Given text =
_____

By making Austin Smith a stranger in France and then, even more, a stranger in America, Edmund White can isolate and then intensify Austin’s consciousness and his ways of noticing and thinking. Late in the book, Austin meets Rod, a fellow Europeanized American, at a reading in Paris and finds that they can laugh at the same jokes. Part of the drama of the love story at the core of the book is that although Austin and Julien are men and their sexuality makes them similar, their nationalities makes them totally different from each other. If Austin in this novel is a married man, then the marriage is to someone of the opposite nationality. They will never laugh at the same jokes.

In The Ambassadors, the recognition scene comes towards the end of book. Strether, still in search of sensation, travels out of Paris by train at random to sample the French countryside where, in an out-of-the-way place, he sees Chad and Madame de Vionnet and realizes the unmistakable relation between them. James manages to conjure up the scene in all its affecting and electrifying detail, as he did in a scene in The Portrait of a Lady when Isabel enters the room and finds Madame Merle standing close to the fire and Osmond, Isabel’s husband, seated. “Their relative positions, their absorbed mutual gaze, struck her as something detected.” So, too, in this scene in The Ambassadors, Strether’s ability finally to see clearly becomes a way for his innocence to be darkened.

In The Married Man Edmund White is not interested in following the emotional structure of The Ambassadors to the letter, or doing a modern version of it scene by scene. He uses its contours and textures when he needs them, but he has his own novel to write. The Married Man is not a literary exercise. White charts the slow decline of Julien with both sympathy and care so that the novel becomes a drama about Julien’s body itself and its defenses, or lack of them, rather than his moral sensibility, or indeed his soul. Julien is flawed in many ways, but these flaws serve to nourish the novel. Julien is also suffering from a cruel and slow disease and his bravery in the face of suffering, his will to live all he can, allow him to soar above mere moral questions, or at least evade them or exhaust them.

The other question then, the issue of his deceptions, is finally rendered almost as comedy. After Julien’s death, Austin discovers that his lover’s mother did not have a career as a concert pianist, but as an accordionist. “Austin realized that everything Julien had said about his family had been compounded of lies. His parents had not been aristocrats but a beautician and a shipping clerk, just as his maternal grandparents had been a railway man and a farm worker.” He learns too that Julien had had many male lovers before him and that his bisexuality was an alibi, a myth.

It is an aspect of the genius of the novel that neither the reader nor Austin judges Julien harshly now. It is not as though Edmund White has waited until the end of the book to give us all a lesson in morality and make us re-think the book in the clear light of the difference between truth and lies. Instead, he allows Austin to miss Julien; he writes tenderly about grief in all its strangeness, all its unexpectedness: “Austin felt that an enormous thing had happened to him, Julien’s death, and he wanted to share it with the most important person in his life: Julien. His frustration about Julien’s silence made him talk out loud to him.”

At the very end of the book, when all the facts have been made clear, Austin goes back to America, to Key West to see his friend Peter, who is now seriously ill, for the last time. In these scenes, Edmund White evokes, with tenderness too, moments of sweet loyalty and friendship and deep regret. He gives Austin Smith back his innocence, without undermining the sharpness of the experience he has lived through with his French lover in the pages of The Married Man.

Excerpted  from Crashing Cathedrals: Edmund White by the Book  edited by Tom Cardamone, 2019. Published by ITNA Press.

_____

Given data =
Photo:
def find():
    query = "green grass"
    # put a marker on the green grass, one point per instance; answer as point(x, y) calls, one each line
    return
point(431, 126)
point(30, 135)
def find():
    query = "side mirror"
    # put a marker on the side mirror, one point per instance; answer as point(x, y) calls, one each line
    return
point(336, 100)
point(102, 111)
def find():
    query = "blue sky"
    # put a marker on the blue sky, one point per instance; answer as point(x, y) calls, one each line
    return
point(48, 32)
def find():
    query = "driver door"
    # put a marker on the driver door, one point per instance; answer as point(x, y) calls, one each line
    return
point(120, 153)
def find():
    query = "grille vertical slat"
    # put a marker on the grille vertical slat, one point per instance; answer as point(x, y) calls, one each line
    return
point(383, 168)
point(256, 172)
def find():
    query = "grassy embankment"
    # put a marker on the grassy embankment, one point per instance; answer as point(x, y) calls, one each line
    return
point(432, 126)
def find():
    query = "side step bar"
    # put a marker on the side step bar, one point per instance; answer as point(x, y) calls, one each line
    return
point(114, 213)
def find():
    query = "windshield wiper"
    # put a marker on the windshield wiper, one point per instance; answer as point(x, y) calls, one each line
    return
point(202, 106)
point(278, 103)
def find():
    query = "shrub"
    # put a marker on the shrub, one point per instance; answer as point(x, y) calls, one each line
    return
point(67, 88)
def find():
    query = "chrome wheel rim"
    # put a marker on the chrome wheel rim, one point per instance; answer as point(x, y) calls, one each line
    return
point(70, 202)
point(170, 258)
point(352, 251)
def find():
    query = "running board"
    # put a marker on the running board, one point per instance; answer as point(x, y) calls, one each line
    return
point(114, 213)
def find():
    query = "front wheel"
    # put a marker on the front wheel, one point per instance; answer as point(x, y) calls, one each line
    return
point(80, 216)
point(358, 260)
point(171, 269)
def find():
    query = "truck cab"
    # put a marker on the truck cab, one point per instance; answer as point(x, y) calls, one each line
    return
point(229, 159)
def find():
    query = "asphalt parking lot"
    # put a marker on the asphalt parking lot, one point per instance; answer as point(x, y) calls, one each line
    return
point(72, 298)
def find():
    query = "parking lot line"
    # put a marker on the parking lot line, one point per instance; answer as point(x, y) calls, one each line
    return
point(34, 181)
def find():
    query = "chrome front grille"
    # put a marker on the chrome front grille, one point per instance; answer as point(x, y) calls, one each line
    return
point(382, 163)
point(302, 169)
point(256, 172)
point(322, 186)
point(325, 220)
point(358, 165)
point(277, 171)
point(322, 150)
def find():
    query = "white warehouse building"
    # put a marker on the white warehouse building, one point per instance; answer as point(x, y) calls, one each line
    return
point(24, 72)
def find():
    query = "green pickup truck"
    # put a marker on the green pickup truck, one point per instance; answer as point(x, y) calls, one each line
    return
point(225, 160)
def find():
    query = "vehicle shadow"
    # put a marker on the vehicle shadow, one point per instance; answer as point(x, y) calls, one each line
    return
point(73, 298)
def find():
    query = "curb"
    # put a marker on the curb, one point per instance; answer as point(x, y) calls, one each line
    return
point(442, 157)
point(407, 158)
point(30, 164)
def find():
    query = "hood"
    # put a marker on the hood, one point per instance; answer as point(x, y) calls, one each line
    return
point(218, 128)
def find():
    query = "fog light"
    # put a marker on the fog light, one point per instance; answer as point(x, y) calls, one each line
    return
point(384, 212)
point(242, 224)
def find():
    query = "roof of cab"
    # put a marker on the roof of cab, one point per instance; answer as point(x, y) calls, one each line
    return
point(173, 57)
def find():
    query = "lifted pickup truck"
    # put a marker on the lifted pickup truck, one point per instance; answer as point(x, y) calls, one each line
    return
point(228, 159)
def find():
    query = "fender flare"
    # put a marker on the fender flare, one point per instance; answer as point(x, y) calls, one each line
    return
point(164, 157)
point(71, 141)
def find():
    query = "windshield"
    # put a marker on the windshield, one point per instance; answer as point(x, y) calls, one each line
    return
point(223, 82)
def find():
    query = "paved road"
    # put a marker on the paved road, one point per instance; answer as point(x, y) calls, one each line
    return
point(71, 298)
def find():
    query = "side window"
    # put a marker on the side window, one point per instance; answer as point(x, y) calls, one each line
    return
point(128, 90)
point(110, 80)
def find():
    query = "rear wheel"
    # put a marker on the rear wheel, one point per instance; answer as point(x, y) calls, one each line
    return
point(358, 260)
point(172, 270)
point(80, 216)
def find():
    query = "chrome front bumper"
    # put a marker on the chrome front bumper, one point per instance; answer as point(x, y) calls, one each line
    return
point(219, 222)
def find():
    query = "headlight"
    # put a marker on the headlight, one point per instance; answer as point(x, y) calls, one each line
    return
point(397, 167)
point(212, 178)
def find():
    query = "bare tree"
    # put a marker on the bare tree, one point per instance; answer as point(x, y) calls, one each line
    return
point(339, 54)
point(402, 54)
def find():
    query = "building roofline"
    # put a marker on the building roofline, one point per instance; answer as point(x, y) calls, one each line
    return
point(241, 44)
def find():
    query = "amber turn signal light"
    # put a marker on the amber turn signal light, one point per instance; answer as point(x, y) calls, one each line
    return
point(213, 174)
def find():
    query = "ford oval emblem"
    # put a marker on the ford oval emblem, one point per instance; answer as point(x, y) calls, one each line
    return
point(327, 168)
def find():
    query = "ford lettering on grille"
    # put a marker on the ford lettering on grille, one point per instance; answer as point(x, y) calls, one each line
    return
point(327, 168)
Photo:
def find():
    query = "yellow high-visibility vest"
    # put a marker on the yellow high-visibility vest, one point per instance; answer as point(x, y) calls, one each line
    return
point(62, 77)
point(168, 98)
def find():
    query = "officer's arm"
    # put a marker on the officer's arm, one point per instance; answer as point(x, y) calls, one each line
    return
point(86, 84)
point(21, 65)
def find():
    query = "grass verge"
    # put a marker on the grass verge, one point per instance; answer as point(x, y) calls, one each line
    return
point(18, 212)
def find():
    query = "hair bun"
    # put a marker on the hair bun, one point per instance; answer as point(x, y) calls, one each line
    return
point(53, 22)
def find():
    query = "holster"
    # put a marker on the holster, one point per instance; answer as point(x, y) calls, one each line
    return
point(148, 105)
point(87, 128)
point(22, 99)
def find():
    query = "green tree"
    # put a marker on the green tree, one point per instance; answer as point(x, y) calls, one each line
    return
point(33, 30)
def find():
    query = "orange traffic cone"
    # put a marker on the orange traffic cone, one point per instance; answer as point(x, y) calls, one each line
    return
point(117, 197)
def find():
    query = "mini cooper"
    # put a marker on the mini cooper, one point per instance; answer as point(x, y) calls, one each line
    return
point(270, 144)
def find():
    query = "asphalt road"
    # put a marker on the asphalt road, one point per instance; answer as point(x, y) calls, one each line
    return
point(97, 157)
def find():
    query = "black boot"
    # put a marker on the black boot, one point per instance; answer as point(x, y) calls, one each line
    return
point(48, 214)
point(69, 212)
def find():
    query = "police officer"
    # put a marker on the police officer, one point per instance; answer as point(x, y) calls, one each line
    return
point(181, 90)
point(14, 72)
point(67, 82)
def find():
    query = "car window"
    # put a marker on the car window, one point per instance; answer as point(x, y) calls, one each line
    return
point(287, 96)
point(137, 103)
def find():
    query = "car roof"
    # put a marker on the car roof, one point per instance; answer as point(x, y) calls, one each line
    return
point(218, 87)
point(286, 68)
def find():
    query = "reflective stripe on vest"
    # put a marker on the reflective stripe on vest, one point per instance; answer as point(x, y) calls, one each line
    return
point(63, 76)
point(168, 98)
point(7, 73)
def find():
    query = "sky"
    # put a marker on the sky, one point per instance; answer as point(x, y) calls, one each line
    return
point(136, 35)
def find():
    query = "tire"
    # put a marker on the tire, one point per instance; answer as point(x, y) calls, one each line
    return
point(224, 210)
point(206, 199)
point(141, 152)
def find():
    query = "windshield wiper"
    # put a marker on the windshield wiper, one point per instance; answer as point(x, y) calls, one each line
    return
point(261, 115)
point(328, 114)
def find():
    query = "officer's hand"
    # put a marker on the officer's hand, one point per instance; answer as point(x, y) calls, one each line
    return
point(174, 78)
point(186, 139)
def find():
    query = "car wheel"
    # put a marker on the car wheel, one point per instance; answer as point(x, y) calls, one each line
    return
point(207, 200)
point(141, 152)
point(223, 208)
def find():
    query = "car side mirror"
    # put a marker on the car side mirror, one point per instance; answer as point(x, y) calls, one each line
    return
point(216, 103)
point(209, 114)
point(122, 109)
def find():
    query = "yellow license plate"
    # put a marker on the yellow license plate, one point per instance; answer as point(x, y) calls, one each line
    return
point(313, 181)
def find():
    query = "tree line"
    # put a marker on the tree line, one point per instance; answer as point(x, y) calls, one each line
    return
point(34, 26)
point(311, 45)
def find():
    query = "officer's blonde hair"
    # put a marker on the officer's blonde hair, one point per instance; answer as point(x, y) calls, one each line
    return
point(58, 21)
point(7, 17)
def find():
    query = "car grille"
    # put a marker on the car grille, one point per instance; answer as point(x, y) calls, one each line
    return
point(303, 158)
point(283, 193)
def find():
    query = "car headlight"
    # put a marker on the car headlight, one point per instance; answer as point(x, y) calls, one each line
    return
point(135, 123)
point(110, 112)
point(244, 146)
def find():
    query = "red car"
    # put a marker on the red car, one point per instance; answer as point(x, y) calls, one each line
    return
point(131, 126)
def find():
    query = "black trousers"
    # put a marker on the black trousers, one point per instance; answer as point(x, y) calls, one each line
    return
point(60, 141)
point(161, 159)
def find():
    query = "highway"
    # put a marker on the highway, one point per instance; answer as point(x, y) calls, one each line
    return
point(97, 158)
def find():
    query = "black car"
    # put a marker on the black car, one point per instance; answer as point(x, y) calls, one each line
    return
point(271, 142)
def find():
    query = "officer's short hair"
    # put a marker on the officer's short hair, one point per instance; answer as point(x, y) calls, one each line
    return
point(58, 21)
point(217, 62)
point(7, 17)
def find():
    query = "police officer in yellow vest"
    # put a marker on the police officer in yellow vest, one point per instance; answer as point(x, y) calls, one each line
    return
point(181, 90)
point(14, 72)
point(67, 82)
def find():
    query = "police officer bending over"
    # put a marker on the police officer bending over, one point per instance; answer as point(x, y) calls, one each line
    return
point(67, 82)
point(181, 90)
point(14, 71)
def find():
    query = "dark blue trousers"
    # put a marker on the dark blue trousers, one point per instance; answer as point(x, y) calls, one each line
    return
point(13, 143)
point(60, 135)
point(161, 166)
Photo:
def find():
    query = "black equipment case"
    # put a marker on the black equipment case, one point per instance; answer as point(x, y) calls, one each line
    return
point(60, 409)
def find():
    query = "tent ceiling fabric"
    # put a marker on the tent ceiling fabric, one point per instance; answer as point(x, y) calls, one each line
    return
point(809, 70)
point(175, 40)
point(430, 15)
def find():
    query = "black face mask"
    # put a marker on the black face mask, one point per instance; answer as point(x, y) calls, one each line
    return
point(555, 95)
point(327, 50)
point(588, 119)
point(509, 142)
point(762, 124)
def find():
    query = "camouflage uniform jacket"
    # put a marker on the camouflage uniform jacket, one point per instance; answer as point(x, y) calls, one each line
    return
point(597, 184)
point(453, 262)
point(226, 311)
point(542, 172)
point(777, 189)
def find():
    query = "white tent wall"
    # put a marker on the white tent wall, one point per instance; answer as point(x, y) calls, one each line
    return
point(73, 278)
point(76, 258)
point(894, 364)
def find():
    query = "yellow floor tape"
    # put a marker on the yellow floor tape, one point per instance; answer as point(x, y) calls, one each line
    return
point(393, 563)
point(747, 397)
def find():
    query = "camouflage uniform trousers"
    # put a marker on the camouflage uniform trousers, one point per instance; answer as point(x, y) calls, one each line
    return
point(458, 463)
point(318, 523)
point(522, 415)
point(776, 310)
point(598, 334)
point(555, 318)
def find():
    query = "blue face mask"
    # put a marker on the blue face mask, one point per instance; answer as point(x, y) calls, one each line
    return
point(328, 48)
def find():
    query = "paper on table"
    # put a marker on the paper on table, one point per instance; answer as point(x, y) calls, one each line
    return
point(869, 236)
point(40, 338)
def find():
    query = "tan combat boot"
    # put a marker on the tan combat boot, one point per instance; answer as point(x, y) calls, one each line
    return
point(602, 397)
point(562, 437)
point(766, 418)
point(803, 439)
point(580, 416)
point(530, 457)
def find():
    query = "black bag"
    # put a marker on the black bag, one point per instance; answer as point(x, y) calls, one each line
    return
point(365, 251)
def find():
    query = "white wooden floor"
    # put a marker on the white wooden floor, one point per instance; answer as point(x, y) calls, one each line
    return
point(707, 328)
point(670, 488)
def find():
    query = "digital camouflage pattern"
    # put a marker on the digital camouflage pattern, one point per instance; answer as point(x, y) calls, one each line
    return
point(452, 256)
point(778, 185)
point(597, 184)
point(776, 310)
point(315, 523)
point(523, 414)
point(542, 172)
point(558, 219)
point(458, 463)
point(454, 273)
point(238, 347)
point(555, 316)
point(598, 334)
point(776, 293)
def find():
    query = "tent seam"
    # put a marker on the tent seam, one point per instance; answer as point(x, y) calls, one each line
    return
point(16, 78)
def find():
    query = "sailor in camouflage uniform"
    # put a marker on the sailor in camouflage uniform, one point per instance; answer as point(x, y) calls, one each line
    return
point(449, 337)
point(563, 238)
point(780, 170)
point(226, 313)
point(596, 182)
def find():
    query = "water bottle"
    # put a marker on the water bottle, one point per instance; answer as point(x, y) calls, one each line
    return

_____

Actions to take =
1) Answer these questions using the excerpt on The Married Man.
(a) Where does Austin meet Rod?
(b) What career did Julien's mother actually have?
(c) Where does Austin go at the very end of the book to see Peter?
2) Retype the passage of the excerpt on The Married Man from "In The Married" to "or exhaust them.".
The listing above comes from a different source than the excerpt.

Results in order =
1)
(a) At a reading in Paris.
(b) She was an accordionist.
(c) Key West.

2)
In The Married Man Edmund White is not interested in following the emotional structure of The Ambassadors to the letter, or doing a modern version of it scene by scene. He uses its contours and textures when he needs them, but he has his own novel to write. The Married Man is not a literary exercise. White charts the slow decline of Julien with both sympathy and care so that the novel becomes a drama about Julien’s body itself and its defenses, or lack of them, rather than his moral sensibility, or indeed his soul. Julien is flawed in many ways, but these flaws serve to nourish the novel. Julien is also suffering from a cruel and slow disease and his bravery in the face of suffering, his will to live all he can, allow him to soar above mere moral questions, or at least evade them or exhaust them.